▶ Written task: Please count the lines in the rows below that contain the string "concrete", and reply with only that number.

▶ Items:
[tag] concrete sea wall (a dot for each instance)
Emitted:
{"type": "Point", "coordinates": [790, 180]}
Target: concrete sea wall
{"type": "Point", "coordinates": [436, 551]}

▶ The answer: 2